WRITTEN PROBLEM A>
Write out every line of the listing that follows the banyan tree passage as a JSON list of strings, one string per line, with blank lines dropped and the pictures left out.

>> BEGIN SOURCE

The iconic Indian banyan tree that survived the devastating August 2023 Maui wildfire is showing deeper damage than initially apparent, with arborists discovering fungus and beetle infestations beneath its scorched bark. County officials are planning an extensive assessment to determine when Lahaina Banyan Court Park might reopen to the public, with reopening possible by the end of the year if the tree is healthy enough.
The tree, planted in 1873 and spanning two-thirds of an acre, served generations of residents and tourists as a gathering place and symbol of community resilience. But its recovery is expected to take decades as arborists navigate both visible fire damage and hidden internal degradation.
Arborists from across Maui and Oahu will conduct the assessment, said Duane Sparkman, chair of the Maui County Arborist Committee and co-founder of the nonprofit Treecovery Hawaii.
What Lies Beneath
The initial optimism surrounding the tree’s survival concealed burn damage under its bark. Arborists discovered fungus inside a branch that fell during an islandwide rainstorm earlier this month.
“We really don’t know what’s under the skin,” Sparkman said. “It’s still trying to survive the fire, and it’s still trying to heal.”
The assessment will be extensive and invasive, involving rope tests to gauge branch strength and stainless steel spikes driven into the tree’s flesh to check for functioning cambium — the tissue layer essential for growth and regeneration. The park could reopen before the end of the year if the tree is healthy enough, Sparkman said, though he cautioned he could not predict what the arborists would find.

>> END SOURCE

WRITTEN PROBLEM B>
In the banyan tree passage, switch "rainstorm" to "downpour" and write the text out again, starting at "What Lies Beneath" and ending at "earlier this month.".

>> BEGIN GIVEN RECORDS

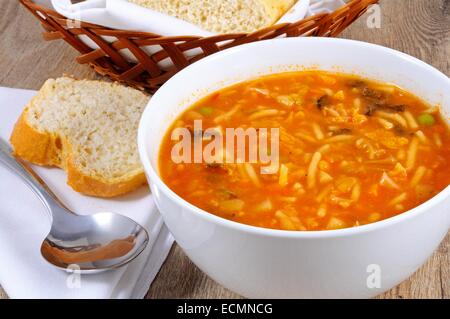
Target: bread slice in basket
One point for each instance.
(223, 16)
(88, 128)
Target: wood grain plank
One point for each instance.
(417, 27)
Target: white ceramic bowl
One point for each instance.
(264, 263)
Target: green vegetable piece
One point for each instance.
(206, 111)
(426, 119)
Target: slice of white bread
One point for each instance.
(223, 16)
(88, 128)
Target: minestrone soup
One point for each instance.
(351, 152)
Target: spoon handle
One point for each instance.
(35, 183)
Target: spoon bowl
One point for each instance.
(93, 243)
(86, 243)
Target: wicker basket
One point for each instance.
(147, 72)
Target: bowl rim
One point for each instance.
(154, 178)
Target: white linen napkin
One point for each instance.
(24, 224)
(121, 14)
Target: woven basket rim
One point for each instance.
(107, 31)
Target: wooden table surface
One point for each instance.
(418, 27)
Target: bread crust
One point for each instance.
(277, 8)
(49, 149)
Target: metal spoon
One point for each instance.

>> END GIVEN RECORDS

TASK RESPONSE A>
[
  "Target: bread slice in basket",
  "One point for each instance.",
  "(223, 16)",
  "(88, 128)",
  "Target: wood grain plank",
  "One point for each instance.",
  "(417, 27)",
  "Target: white ceramic bowl",
  "One point for each instance.",
  "(264, 263)",
  "Target: green vegetable piece",
  "One point for each instance.",
  "(206, 111)",
  "(426, 119)",
  "Target: slice of white bread",
  "One point for each instance.",
  "(223, 16)",
  "(88, 128)",
  "Target: minestrone soup",
  "One point for each instance.",
  "(351, 152)",
  "Target: spoon handle",
  "One point for each instance.",
  "(35, 183)",
  "Target: spoon bowl",
  "One point for each instance.",
  "(93, 243)",
  "(86, 243)",
  "Target: wicker basket",
  "One point for each instance.",
  "(147, 72)",
  "Target: bowl rim",
  "One point for each instance.",
  "(154, 178)",
  "Target: white linen napkin",
  "One point for each instance.",
  "(24, 224)",
  "(121, 14)",
  "Target: woven basket rim",
  "One point for each instance.",
  "(107, 31)",
  "Target: wooden table surface",
  "One point for each instance.",
  "(418, 27)",
  "Target: bread crust",
  "One point for each instance.",
  "(277, 8)",
  "(49, 149)",
  "Target: metal spoon",
  "One point for each instance."
]

TASK RESPONSE B>
What Lies Beneath
The initial optimism surrounding the tree’s survival concealed burn damage under its bark. Arborists discovered fungus inside a branch that fell during an islandwide downpour earlier this month.